# Exercise instructions
Return every line of the listing below that contains the word "fingernail". Match case exactly.

# Exercise material
[start]
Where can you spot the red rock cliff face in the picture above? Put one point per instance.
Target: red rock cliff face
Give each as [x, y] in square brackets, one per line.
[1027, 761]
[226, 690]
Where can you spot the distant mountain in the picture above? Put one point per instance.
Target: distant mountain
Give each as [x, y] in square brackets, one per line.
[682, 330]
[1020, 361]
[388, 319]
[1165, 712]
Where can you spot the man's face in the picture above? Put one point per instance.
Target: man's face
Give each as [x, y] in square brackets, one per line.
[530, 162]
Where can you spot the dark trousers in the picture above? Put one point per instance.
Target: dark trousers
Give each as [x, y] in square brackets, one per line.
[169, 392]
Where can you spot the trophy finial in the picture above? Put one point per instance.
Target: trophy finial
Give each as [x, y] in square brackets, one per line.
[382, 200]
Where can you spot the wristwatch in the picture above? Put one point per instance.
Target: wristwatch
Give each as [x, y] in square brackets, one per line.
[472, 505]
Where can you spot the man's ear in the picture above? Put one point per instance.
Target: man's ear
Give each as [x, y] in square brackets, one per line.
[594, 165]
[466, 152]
[end]
[start]
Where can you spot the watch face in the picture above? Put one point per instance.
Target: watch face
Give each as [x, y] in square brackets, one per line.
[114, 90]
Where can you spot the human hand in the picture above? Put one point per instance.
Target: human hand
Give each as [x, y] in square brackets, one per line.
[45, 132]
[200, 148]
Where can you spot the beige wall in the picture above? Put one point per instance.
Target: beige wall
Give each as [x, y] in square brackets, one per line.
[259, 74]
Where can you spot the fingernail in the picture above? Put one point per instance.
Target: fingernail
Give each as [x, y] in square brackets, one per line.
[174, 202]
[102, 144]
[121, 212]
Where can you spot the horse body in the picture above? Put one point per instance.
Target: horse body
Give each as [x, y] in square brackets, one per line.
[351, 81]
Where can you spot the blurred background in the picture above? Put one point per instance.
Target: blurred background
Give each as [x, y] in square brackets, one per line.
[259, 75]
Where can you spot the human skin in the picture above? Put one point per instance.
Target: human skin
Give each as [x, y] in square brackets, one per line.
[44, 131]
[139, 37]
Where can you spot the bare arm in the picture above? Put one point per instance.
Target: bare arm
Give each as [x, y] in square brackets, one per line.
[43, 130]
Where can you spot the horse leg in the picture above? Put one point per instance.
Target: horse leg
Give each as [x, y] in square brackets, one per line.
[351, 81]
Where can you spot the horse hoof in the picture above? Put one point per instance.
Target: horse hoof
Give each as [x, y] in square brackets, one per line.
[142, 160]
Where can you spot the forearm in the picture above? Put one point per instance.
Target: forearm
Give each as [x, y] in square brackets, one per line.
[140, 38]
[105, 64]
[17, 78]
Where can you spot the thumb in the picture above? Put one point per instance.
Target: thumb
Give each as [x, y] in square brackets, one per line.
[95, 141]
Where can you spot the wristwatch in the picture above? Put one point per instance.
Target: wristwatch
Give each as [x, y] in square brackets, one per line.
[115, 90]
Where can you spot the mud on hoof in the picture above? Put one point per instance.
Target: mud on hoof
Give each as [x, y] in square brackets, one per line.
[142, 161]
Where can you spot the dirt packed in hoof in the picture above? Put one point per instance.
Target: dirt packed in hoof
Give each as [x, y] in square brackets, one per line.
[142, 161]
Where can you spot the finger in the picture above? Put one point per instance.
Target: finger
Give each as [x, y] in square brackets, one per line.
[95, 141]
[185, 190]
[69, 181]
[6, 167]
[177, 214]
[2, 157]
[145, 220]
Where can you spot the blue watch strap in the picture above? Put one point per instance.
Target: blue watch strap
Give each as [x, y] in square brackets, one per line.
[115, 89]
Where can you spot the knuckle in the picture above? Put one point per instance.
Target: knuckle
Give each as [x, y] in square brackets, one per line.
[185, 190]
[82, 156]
[end]
# Result of this exercise
Where can you spot the fingernail in the picture above? Put one point per instance.
Target: fingernail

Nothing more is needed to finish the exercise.